#### Texte fourni:
____________
Une mémoire héroïque incarnée

Anna Petrovna, une héroïne au grand coeur 


Lorsque je suis arrivé il y a 2 ans en Russie puis dans le Donbass, j'ai constaté avec un étonnement mêlé de respect la survivance entretenue dans les mémoires individuelles des souvenirs de la "grande guerre patriotique" (1941-1945) à laquelle toutes les familles soviétiques ont des membres y ayant participé.

Début 2014, quand le coup d'état orchestré sur le Maïdan donne la parole à une russophobie fanatique puisant ses slogans propagandistes dans les archives anti-soviétiques nazies, tous ces souvenirs refont surface et invitent alors les populations jetées l'une contre l'autre à une analogie historique, d'autant qu'avec l' "Opération Spéciale Antiterroriste", la crise ukrainienne bascule dans une guerre avec des massacres à caractère génocidaire.

Dans le Donbass, des manifestations populaires aux postes avancés de la ligne de front, les faits d'armes de la Seconde Guerre Mondiale sont souvent évoqués pour alimenter le sentiment patriotique notamment par les témoignages des vétérans 

Anna Petrovna avec ses 95 ans a traversé l'Histoire européenne contemporaine à travers une aventure soviétique vécue de part en part. Cette grand mère qui a su conservé l'étincelle d'une éternelle jeunesse dans les miroirs de son regard, nous a invité à une rencontre dans son appartement situé à Donetsk, près du "rond point du mineur" récemment bombardé par des tirs de lance-roquette multiples le 2 février 2017.

Avec une frêle silhouette qui dénote étonnamment de la force et la mémoire intactes qui l'habitent, Anna Petrovna accueille Zak, Yana et Natalia, une équipe de Novorossiya Today que j'accompagne également pour cette première rencontre que nous propose cette vétérane, avec une Histoire héroïque qu'elle a contribué à écrire.


Lorsque la guerre éclate, la famille de Anna Petrovna décide dans un premier temps de se replier devant l'avancée des troupes allemandes, mais ces dernières étant mécanisée ont tôt vite rattrapé les réfugiés qui se retrouvent bloqués et reviennent vivre en territoire occupé.

"La vie a commencé dans à l'arrière du front contrôlé par les allemands, en arrivant ils se sont tout de suite sentis très à l'aise. Entre les mépris et les pillages de la population locale, nous avons tout de suite senti que nous étions considéré comme des animaux et non des humains"

En mars 43, les allemands ont brûlé le village, tuant la mère et la sœur aînée d'Anna. Malgré sa fragilité, la jeune Anna rejoint alors les partisans et prend part rapidement à la guérilla où elle effectue ses premières missions de combat. Souvent elle s'est trouvée en danger de mort direct comme cette fois où dans un marais presque noyée, blessée à la tête par une balle, heureusement déviée par son calot.
____________
(Données issues d'une collecte)
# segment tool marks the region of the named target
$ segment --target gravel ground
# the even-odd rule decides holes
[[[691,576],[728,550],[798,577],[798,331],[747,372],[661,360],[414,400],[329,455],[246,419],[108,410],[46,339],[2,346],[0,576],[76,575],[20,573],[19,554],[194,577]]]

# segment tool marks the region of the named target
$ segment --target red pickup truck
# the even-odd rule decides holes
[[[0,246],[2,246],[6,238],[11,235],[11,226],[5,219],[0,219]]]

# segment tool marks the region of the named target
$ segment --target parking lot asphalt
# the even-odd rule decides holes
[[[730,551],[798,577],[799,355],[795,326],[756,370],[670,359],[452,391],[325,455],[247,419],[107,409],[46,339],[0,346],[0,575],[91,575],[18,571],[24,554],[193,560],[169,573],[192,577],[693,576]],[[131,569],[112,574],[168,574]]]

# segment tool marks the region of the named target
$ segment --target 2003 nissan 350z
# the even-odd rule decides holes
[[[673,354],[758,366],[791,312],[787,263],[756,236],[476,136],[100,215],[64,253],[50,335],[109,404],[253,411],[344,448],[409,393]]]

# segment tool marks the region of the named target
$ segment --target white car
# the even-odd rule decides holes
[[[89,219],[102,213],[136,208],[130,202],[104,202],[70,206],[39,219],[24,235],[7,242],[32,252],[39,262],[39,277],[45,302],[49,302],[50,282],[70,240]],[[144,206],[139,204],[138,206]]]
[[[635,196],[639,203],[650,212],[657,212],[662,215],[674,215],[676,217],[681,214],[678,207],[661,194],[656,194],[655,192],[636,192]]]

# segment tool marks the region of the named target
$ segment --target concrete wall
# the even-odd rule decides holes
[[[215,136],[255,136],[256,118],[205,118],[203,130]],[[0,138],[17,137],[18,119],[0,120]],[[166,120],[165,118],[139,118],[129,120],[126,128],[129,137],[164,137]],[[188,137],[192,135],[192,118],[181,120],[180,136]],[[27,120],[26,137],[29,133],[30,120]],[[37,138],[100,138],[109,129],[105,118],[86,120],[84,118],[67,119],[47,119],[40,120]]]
____________
#### Énoncé 1:
D'après le récit consacré à Anna Petrovna, quels sont les prénoms des membres de l'équipe de Novorossiya Today qu'elle accueille ? Citez-les tous.
#### Énoncé 2:
Indiquez si chacune des affirmations suivantes concorde avec le récit consacré à Anna Petrovna : (a) Anna Petrovna habite à Donetsk ; (b) la famille d'Anna Petrovna est parvenue à fuir loin devant l'avancée des troupes allemandes ; (c) en mars 43, la mère et la sœur aînée d'Anna ont été tuées.
#### Énoncé 3:
Prolongez le récit consacré à Anna Petrovna à la suite de sa dernière phrase.

#### Réponse 1:
Zak, Yana et Natalia.

#### Réponse 2:
(a) Oui : « nous a invité à une rencontre dans son appartement situé à Donetsk ».
(b) Non : « ces dernières étant mécanisée ont tôt vite rattrapé les réfugiés qui se retrouvent bloqués et reviennent vivre en territoire occupé ».
(c) Oui : « les allemands ont brûlé le village, tuant la mère et la sœur aînée d'Anna ».

#### Réponse 3:
«J'ai été dans un détachement armé de renseignement dans la profondeur, puis une unité spéciale de l'état major du front qui a fait plusieurs missions derrière les lignes ennemies sur les fronts de la Baltique, Bélarus puis en Ukraine. J'ai participé entre autres à la campagne victorieuse qui a libérée la péninsule de Courlande"

Le courage au combat de Anna Petrovna a été récompensé de plusieurs décorations, notamment l'ordre de la gloire du soldat à l'issue d'une mission effectuée en Lettonie.



Dans l'équipe qui a eu de Novorossiya Today l'honneur de rencontrer cette grande dame de l'Histoire se trouvait mon camarade et ami Zak Novak qui entretient depuis 2 ans une relation privilégiée avec Anna Petrovna, "son héros et mère spirituelle"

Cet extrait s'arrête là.